* [节选段落]:
━━━━━━━━━━━━━━━━

甲烷作为氢碳比最高的化石资源, 是生产大宗化学品和燃料的重要原料. 将甲烷选择性氧化为C1含氧化合物极具应用前景. 然而, 甲烷分子因结构对称、极化率低且C-H键能高, 其选择性氧化极具挑战. 同时, 氧化产物易被过度氧化为CO2, 导致目标产物选择性低. 通过光催化激发的电子空穴对提供额外的反应路径, 并精准调控氧物种浓度, 在提高催化活性与选择性方面展现出独特潜力. 金属有机框架材料(MOF)凭借其结构可调控的优势, 近年来被广泛用于光催化剂改性. 因此, 本文提出通过优化MOF结构精准控制氧物种浓度, 从而同步提升甲烷氧化物生成甲醇活性与选择性的研究思路.

本文围绕甲烷选择性氧化这一关键反应过程, 采用MIL-125 (Ti)为前驱体, 系统研究金纳米颗粒(Au NPs)在不同负载方式(表面负载: Au/TiO2与包埋: Au@TiO2)下, 光热催化剂结构与性能的调控机制. X射线衍射、扫描电镜、透射电镜和N2吸附-脱附表征结果显示, Au@TiO2的Au纳米颗粒均匀包埋于TiO2内部, 且具有更高的比表面积; Au/TiO2则存在明显的Au颗粒聚集现象. 性能评估显示, 0.5Au@TiO2在全光谱照射下表现出最高的CH3OH产率(32.5 μmol/(g·h))和选择性(> 80.6%), 远优于相同Au负载量的Au/TiO2 (7.7 μmol/(g·h), 31.6%). 电子顺磁共振和X射线光电子能谱进一步证实, Au@TiO2会形成更多的Au3+和氧空位(OV), 其中0.5Au@TiO2的含量最高. Au3+和OV有助于提升光生载流子分离效率, 因此0.5Au@TiO2在所有样品中表现出最优的电子结构调控能力. 反应条件下的原位漫反射红外光谱(DRIFTs)结果表明, •OH不仅可用于CH4的初步活化, 同时也是引发过氧化的主要活性物种, 而•OOH主要参与甲醇生成, 不涉及深度氧化. 在Au/TiO2中, •OH主要以非氢键吸附的游离态存在, 虽然能快速活化CH4生成甲醇, 但也极易诱发甲醇的过氧化(生成CO2). 而Au@TiO2对•OH以氢键形式吸附, 可有效的降低甲醇过氧化的几率. 切断CH4的原位DRIFTs证明, Au@TiO2中氢键吸附•OH可向非氢键吸附•OH进行转化, 这种缓释作用可以在不降低CH4活化速率的前提下, 有效的阻断甲醇的过氧化路径, 从而保证了活性与选择性的同步提升.

综上, 本文通过改变Au和TiO2的负载方式, 揭示了氢键吸附与缓释策略调控•OH迁移机制, 在保证高甲烷转化率的同时, 减少部分氧化产物的过氧化, 为构建高性能高值化甲烷光热选择氧化催化剂提供理论依据.

━━━━━━━━━━━━━━━━

* [任务说明 A]:
请逐字抄写记录中从含有“A single point marks each instance of the thin”的那一行到含有“<point>79,445</point>”的那一行，首尾两行都要包括在内。
下面的记录与上方摘录毫无关系。

(点标注记录)
━━━━━━━━━━━━━━━━

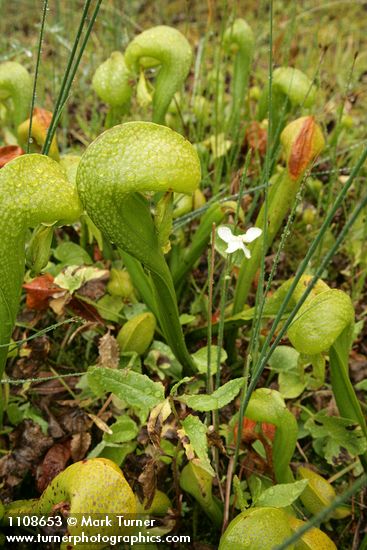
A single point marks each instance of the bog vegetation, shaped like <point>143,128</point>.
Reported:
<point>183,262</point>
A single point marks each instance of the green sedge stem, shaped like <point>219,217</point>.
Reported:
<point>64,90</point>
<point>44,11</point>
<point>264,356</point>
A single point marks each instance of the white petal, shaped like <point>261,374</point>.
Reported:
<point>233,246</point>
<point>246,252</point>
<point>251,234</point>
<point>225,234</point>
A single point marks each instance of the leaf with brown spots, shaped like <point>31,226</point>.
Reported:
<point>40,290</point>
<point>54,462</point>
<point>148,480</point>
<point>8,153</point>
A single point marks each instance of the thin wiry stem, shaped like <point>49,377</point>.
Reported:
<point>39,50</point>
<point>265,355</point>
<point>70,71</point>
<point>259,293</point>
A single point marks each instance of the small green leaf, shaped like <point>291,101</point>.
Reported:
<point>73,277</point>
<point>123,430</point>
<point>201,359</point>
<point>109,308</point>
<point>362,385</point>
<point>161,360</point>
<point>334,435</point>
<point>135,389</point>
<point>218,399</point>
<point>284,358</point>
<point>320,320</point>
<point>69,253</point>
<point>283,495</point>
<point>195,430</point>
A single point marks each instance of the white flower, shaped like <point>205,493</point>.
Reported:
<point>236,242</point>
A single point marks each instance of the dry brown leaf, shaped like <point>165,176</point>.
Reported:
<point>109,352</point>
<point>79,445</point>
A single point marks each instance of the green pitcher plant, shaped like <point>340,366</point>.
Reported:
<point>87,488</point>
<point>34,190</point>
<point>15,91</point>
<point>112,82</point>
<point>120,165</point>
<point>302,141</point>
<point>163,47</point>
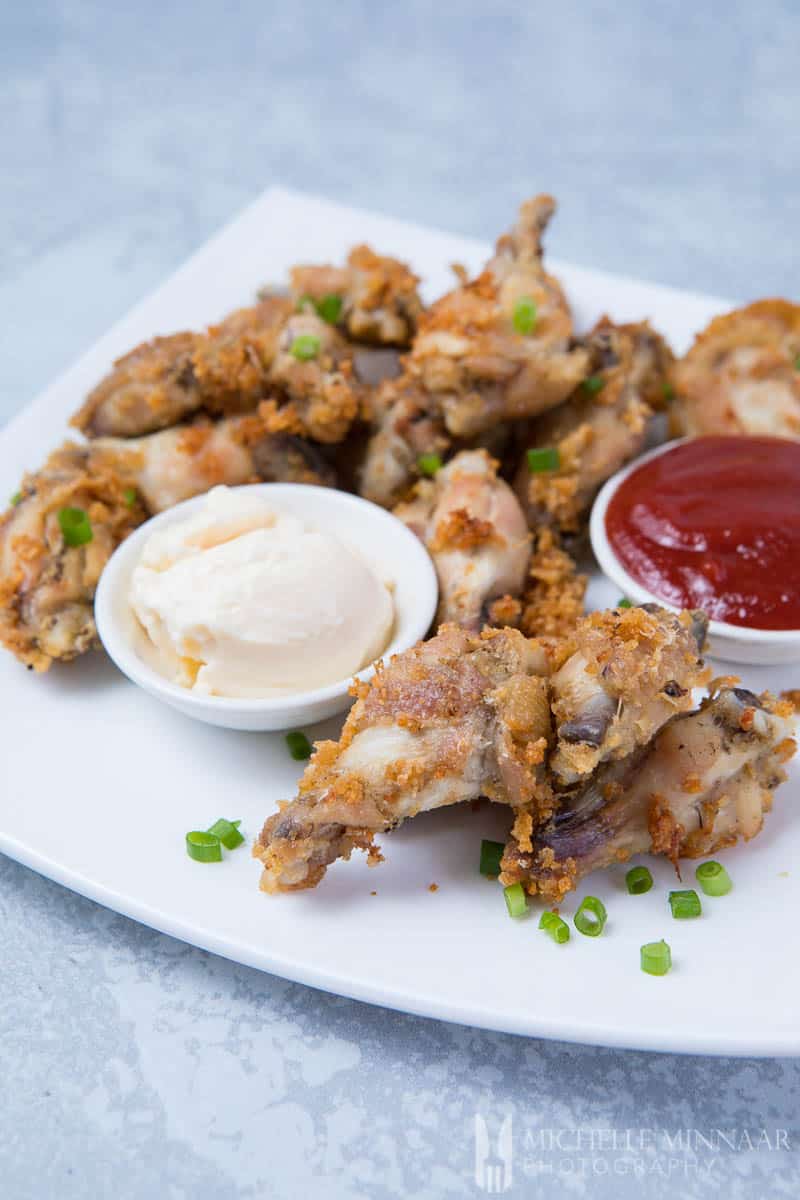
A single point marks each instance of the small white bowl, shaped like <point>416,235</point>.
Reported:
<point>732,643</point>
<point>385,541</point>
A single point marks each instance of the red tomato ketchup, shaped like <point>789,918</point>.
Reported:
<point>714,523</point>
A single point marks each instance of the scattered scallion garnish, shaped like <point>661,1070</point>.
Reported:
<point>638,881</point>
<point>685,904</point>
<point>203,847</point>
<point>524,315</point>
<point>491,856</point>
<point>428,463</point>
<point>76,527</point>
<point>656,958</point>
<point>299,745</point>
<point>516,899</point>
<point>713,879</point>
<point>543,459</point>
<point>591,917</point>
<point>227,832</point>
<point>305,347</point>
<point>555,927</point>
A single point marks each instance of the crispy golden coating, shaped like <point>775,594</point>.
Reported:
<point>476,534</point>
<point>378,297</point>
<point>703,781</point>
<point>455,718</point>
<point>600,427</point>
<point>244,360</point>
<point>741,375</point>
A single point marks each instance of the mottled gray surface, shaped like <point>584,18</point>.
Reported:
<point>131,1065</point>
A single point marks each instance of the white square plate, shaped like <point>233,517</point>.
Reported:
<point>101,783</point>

━━━━━━━━━━━━━━━━

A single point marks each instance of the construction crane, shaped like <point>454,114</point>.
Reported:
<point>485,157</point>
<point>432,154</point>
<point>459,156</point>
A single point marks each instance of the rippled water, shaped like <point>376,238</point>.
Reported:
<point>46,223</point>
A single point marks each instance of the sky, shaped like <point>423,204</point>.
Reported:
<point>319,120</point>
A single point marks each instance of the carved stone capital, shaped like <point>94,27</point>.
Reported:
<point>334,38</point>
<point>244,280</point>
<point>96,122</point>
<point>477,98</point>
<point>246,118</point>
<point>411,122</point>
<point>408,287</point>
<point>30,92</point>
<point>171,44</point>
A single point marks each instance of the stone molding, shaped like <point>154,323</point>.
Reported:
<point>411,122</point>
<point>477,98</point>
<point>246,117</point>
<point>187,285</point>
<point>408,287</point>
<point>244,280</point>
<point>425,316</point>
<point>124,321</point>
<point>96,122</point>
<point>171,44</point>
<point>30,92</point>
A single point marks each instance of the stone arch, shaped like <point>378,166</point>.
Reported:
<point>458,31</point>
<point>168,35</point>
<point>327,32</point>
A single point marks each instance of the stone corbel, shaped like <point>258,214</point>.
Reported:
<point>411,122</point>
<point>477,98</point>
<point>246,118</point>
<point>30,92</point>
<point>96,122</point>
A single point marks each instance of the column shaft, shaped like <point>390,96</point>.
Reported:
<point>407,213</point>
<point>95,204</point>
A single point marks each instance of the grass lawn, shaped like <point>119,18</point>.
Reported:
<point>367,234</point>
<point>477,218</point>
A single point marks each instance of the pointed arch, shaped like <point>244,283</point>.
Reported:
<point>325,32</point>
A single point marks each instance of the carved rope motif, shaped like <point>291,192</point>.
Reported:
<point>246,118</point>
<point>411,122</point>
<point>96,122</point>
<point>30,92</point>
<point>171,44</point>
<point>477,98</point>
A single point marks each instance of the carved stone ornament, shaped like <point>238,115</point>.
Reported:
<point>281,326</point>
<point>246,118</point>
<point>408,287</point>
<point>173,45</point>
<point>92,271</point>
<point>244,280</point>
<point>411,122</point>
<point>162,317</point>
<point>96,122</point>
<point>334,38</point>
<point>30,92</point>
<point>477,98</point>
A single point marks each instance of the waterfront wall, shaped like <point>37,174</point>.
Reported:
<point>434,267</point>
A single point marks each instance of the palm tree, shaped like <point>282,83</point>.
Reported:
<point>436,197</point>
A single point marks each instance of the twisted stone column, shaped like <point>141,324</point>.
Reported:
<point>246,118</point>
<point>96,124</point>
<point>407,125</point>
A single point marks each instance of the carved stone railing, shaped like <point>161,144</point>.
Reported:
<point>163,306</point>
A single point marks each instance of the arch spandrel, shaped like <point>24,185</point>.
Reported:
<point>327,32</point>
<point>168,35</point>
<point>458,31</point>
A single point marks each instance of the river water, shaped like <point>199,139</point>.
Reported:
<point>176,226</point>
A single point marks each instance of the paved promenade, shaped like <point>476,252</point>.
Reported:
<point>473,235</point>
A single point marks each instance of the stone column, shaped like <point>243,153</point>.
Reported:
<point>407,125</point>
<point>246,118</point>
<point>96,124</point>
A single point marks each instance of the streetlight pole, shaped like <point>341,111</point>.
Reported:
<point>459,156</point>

━━━━━━━━━━━━━━━━

* [任务说明 B]:
根据甲烷选择性氧化摘录，下列说法是否与其相符？每项请答“是”或“否”，并原样引用摘录中起决定作用的文字。(i) 0.5Au@TiO2在全光谱照射下的CH3OH产率为32.5 μmol/(g·h)。(ii) •OOH会参与甲醇的深度氧化。(iii) 在Au/TiO2中，Au纳米颗粒均匀包埋于TiO2内部。

* [参考解答 A]:
A single point marks each instance of the thin wiry stem, shaped like <point>49,377</point>.
Reported:
<point>39,50</point>
<point>265,355</point>
<point>70,71</point>
<point>259,293</point>
A single point marks each instance of the small green leaf, shaped like <point>291,101</point>.
Reported:
<point>73,277</point>
<point>123,430</point>
<point>201,359</point>
<point>109,308</point>
<point>362,385</point>
<point>161,360</point>
<point>334,435</point>
<point>135,389</point>
<point>218,399</point>
<point>284,358</point>
<point>320,320</point>
<point>69,253</point>
<point>283,495</point>
<point>195,430</point>
A single point marks each instance of the white flower, shaped like <point>205,493</point>.
Reported:
<point>236,242</point>
A single point marks each instance of the dry brown leaf, shaped like <point>165,176</point>.
Reported:
<point>109,352</point>
<point>79,445</point>

* [参考解答 B]:
(i) 是。“0.5Au@TiO2在全光谱照射下表现出最高的CH3OH产率(32.5 μmol/(g·h))”
(ii) 否。“•OOH主要参与甲醇生成, 不涉及深度氧化”
(iii) 否。“Au/TiO2则存在明显的Au颗粒聚集现象”